_DATA_:
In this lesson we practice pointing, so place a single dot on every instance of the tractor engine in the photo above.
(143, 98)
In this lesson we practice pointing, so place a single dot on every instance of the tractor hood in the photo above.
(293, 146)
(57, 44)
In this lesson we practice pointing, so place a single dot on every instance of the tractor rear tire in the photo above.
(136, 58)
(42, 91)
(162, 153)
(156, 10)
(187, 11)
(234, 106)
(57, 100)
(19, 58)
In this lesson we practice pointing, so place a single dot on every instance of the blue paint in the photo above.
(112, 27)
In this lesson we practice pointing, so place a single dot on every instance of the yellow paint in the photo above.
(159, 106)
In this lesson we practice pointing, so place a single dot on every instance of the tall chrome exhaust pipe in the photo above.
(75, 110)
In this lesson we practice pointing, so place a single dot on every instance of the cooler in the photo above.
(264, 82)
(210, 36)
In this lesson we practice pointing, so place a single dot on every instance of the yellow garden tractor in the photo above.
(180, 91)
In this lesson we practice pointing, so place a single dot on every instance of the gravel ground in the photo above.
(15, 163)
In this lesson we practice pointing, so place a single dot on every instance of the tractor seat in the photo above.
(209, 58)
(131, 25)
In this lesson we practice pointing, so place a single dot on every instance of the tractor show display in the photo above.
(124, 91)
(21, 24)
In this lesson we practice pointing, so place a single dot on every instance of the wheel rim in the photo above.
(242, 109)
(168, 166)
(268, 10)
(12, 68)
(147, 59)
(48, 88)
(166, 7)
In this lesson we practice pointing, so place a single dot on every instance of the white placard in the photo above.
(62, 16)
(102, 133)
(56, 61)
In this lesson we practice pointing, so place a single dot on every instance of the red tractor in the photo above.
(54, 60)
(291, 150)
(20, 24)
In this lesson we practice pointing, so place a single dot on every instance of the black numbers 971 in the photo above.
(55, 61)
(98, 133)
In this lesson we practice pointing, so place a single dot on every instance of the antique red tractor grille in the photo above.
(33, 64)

_ASSIGNMENT_:
The records above are to be output in full and without error.

_TASK RESULT_:
In this lesson we practice pointing, so place a single dot on every instance of the tractor engine in the photo above.
(143, 98)
In this lesson we practice pointing, so place a single dot on every instance of the tractor hood in the photo above.
(293, 146)
(57, 44)
In this lesson we practice pointing, so place a single dot on every instance of the tractor rear tire in the photo above.
(136, 58)
(42, 91)
(162, 153)
(156, 10)
(187, 11)
(234, 106)
(57, 100)
(19, 58)
In this lesson we practice pointing, so place a single dot on every instance of the blue paint in the photo above.
(112, 27)
In this lesson we practice pointing, so place a single dot on every instance of the yellow paint in the photo above.
(159, 106)
In this lesson we practice pointing, so place a single dot on every instance of the tall chrome exhaust pipe in the photo above.
(75, 110)
In this lesson we practice pointing, so place a single dot on every instance of the cooler in the photo above.
(264, 82)
(210, 36)
In this lesson we practice pointing, so place a single dot on every instance of the yellow garden tractor in the photo above.
(180, 91)
In this lesson we practice pointing, so place a single dot on every instance of the gravel ground in the photo above.
(15, 163)
In this lesson we practice pointing, so place a single dot on every instance of the tractor seat in the photo above.
(209, 58)
(131, 25)
In this lesson we practice pointing, so place a single dot on every instance of the tractor show display in the photo above.
(124, 91)
(21, 24)
In this lesson we practice pointing, so place a single dot on every instance of the wheel rim in the photo above.
(242, 109)
(168, 166)
(268, 10)
(12, 68)
(147, 59)
(48, 88)
(166, 7)
In this lesson we practice pointing, so place a single dot on every instance of the white placard in the photo above.
(62, 16)
(102, 133)
(56, 61)
In this lesson we practice pointing, so place a single dot on every instance of the red tractor in the photo above.
(54, 60)
(291, 150)
(20, 24)
In this lesson we practice pointing, so place a single dot on every instance of the black numbers 971 in the photo above.
(55, 61)
(98, 133)
In this lesson we practice pointing, so place a single dot on every instance of the antique red tractor grille in the photo above.
(33, 64)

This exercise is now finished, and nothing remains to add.